| Written exercise |
Starting at the line that has "Could you kindly indicate each instance of the footprint" and ending after the line that has "<point>707,248</point>", reproduce the material below word for word. Leave out the pictures.
----- Material shown -----
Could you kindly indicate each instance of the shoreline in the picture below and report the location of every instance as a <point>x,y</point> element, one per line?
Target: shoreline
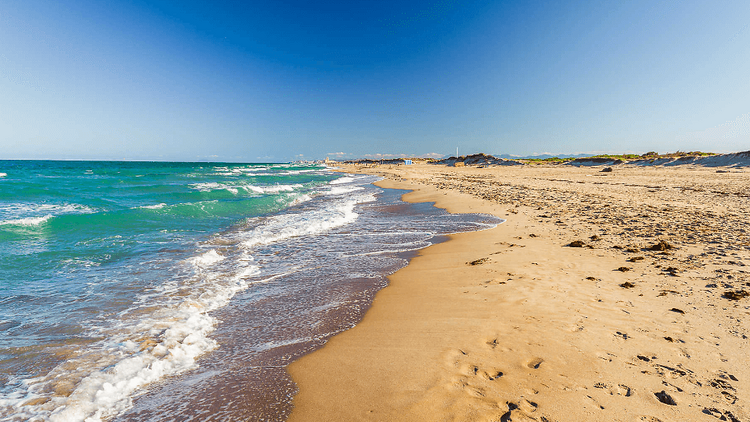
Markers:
<point>536,330</point>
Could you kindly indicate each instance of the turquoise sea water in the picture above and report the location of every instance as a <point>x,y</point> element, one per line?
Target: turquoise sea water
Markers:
<point>118,276</point>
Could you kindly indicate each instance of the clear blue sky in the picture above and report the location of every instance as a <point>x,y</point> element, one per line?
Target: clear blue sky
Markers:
<point>280,80</point>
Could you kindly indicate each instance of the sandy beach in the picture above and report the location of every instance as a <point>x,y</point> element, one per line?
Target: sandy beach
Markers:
<point>605,296</point>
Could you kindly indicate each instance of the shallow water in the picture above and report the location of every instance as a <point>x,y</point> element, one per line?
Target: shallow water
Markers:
<point>186,286</point>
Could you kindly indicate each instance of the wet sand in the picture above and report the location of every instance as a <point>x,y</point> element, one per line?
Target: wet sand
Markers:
<point>513,323</point>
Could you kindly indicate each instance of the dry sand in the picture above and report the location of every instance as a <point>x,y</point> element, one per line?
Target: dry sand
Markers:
<point>510,324</point>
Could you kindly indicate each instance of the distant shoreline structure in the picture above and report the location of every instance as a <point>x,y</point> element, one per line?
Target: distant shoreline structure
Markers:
<point>699,158</point>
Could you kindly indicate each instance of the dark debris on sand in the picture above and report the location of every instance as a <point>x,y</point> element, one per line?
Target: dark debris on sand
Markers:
<point>736,295</point>
<point>665,398</point>
<point>662,245</point>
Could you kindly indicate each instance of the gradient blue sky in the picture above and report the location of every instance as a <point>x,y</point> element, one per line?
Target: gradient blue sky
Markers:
<point>281,80</point>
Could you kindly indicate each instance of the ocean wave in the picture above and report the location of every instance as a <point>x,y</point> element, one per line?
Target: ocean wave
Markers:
<point>163,342</point>
<point>27,214</point>
<point>340,190</point>
<point>306,223</point>
<point>27,222</point>
<point>249,188</point>
<point>207,259</point>
<point>340,180</point>
<point>153,207</point>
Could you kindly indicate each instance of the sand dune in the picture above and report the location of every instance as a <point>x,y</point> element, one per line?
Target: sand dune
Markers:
<point>613,296</point>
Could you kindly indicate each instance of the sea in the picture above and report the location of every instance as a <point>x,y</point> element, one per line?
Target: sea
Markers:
<point>140,291</point>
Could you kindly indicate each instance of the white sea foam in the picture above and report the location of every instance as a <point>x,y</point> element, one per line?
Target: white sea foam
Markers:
<point>306,223</point>
<point>176,335</point>
<point>26,222</point>
<point>340,190</point>
<point>154,207</point>
<point>340,180</point>
<point>207,259</point>
<point>247,187</point>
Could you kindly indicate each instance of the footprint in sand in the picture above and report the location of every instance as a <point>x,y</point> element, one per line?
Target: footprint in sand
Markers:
<point>534,363</point>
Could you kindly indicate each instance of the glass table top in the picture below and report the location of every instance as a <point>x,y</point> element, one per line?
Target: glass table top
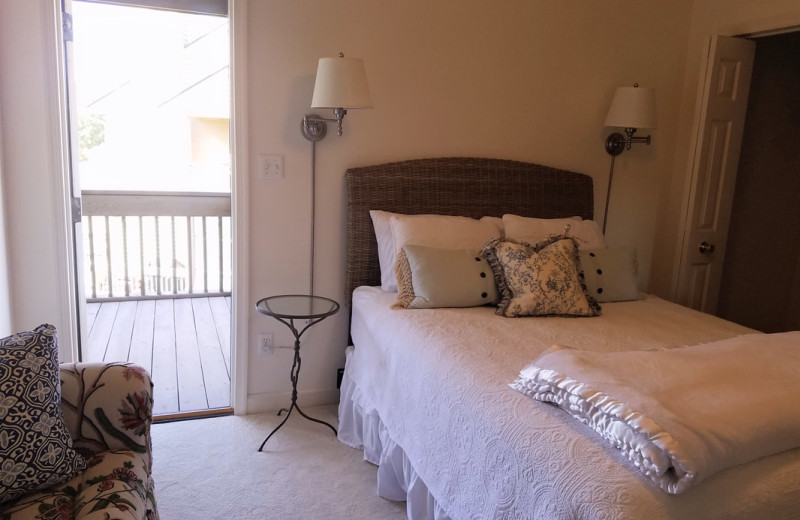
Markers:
<point>297,306</point>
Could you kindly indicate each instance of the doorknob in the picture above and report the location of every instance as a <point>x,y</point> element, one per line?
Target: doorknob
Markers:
<point>707,248</point>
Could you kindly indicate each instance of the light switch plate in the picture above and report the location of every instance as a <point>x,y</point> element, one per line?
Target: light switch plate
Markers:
<point>270,166</point>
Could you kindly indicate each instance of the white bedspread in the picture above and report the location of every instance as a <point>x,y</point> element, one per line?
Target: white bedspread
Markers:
<point>438,381</point>
<point>680,414</point>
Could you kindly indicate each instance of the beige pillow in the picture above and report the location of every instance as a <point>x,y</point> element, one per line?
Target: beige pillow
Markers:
<point>612,274</point>
<point>441,231</point>
<point>386,253</point>
<point>539,280</point>
<point>533,230</point>
<point>445,278</point>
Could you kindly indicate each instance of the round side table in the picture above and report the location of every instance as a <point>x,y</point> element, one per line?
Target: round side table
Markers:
<point>287,308</point>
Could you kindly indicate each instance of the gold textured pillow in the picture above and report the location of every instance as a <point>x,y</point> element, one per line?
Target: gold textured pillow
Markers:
<point>539,280</point>
<point>445,278</point>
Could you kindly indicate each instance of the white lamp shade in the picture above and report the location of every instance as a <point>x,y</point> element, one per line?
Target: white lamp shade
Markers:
<point>633,107</point>
<point>341,83</point>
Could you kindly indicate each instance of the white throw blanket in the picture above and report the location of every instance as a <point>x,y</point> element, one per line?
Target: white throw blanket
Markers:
<point>680,414</point>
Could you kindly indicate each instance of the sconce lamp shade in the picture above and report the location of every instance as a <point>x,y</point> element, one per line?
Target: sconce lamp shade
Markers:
<point>341,83</point>
<point>633,107</point>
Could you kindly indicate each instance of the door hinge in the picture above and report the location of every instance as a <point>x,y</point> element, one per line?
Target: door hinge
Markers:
<point>66,26</point>
<point>76,210</point>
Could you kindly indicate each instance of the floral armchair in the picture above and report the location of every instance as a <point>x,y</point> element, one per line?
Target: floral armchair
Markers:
<point>107,410</point>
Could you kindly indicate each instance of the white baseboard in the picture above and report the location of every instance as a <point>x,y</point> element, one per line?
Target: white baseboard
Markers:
<point>274,401</point>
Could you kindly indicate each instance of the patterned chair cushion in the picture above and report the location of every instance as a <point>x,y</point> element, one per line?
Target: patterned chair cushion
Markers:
<point>35,447</point>
<point>114,482</point>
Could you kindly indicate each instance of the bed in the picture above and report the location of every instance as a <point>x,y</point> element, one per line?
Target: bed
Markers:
<point>426,393</point>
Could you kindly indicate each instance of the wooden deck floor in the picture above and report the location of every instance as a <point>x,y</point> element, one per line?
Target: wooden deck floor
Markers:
<point>184,343</point>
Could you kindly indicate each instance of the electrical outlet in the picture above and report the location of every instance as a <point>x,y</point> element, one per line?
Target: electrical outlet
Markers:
<point>270,166</point>
<point>265,344</point>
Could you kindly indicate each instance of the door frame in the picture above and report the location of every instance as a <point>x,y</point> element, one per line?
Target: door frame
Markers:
<point>750,29</point>
<point>65,252</point>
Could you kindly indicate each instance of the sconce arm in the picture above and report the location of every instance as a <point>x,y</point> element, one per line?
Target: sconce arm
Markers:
<point>616,143</point>
<point>315,128</point>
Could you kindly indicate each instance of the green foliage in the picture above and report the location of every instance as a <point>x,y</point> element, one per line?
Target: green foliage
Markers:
<point>91,132</point>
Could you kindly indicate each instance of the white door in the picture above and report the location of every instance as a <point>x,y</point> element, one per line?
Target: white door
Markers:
<point>724,105</point>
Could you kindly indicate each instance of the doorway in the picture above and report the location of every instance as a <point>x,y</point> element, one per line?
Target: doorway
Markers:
<point>152,88</point>
<point>761,272</point>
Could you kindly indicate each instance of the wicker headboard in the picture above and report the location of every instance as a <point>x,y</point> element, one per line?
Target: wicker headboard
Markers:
<point>471,187</point>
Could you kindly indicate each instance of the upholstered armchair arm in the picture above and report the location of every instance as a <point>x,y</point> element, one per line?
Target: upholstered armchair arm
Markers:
<point>107,406</point>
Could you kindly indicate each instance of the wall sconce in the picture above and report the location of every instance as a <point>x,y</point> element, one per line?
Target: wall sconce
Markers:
<point>632,108</point>
<point>341,85</point>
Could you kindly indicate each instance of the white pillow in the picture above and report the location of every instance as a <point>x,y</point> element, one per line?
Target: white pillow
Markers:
<point>440,231</point>
<point>386,249</point>
<point>533,230</point>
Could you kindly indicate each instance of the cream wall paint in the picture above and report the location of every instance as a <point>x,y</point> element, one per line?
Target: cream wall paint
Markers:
<point>709,17</point>
<point>35,237</point>
<point>521,79</point>
<point>5,289</point>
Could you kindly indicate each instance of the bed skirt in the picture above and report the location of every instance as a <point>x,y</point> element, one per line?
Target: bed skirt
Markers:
<point>360,427</point>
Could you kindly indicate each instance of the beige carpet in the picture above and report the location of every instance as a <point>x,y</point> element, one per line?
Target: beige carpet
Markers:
<point>211,469</point>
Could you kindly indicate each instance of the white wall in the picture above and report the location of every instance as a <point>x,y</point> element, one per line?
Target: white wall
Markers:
<point>36,241</point>
<point>5,290</point>
<point>709,17</point>
<point>520,79</point>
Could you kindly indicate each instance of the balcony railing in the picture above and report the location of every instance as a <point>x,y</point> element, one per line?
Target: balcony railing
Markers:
<point>145,245</point>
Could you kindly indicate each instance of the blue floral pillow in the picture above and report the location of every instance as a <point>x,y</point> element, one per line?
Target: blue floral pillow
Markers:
<point>539,280</point>
<point>35,446</point>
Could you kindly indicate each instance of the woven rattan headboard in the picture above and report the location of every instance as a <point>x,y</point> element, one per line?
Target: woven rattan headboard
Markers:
<point>470,187</point>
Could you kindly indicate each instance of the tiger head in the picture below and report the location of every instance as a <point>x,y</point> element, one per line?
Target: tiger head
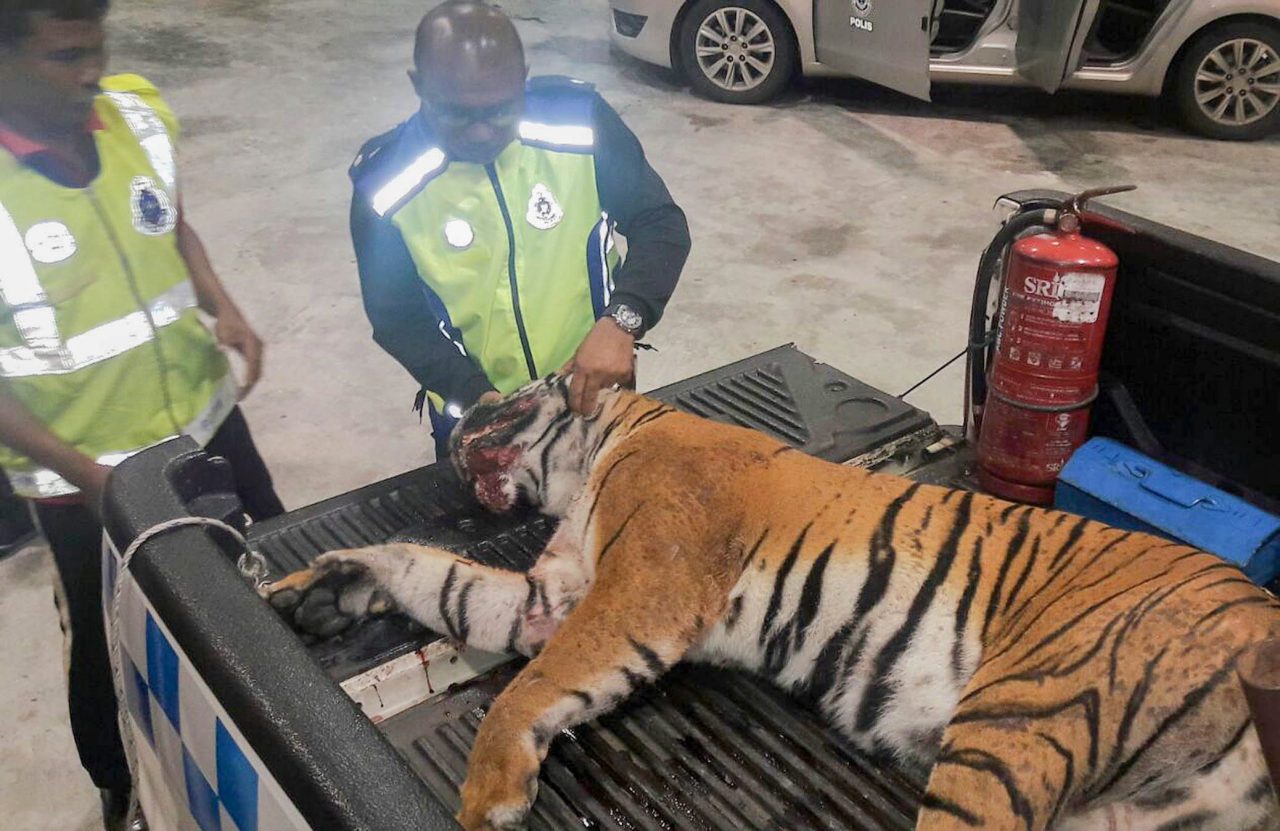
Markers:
<point>529,447</point>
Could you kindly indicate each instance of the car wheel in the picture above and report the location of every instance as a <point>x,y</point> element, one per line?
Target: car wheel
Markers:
<point>736,51</point>
<point>1228,81</point>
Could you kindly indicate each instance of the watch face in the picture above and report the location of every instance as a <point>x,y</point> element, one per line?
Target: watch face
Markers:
<point>627,318</point>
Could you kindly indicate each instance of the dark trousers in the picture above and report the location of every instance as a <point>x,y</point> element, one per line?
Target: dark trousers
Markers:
<point>442,427</point>
<point>76,539</point>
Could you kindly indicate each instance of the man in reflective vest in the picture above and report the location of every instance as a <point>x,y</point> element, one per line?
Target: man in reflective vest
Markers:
<point>101,350</point>
<point>484,225</point>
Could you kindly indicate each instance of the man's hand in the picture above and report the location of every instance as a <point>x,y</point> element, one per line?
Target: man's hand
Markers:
<point>234,333</point>
<point>606,357</point>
-----
| Solution to this task |
Could you kindly indicate each instance of the footprint in sand in the picture above and report the location of every instance as a <point>x,y</point> element, one per line?
Target: footprint in sand
Markers:
<point>534,363</point>
Could you kindly indicate each instance of the glass table top in the picture below and report the location of every instance as a <point>x,y</point> element, one per line?
Target: glass table top
Markers:
<point>297,306</point>
Could you kindly indicate each instance of the doorknob in the picture above and report the location of every instance as a <point>x,y</point> element, one per line?
Target: doorknob
Markers:
<point>707,248</point>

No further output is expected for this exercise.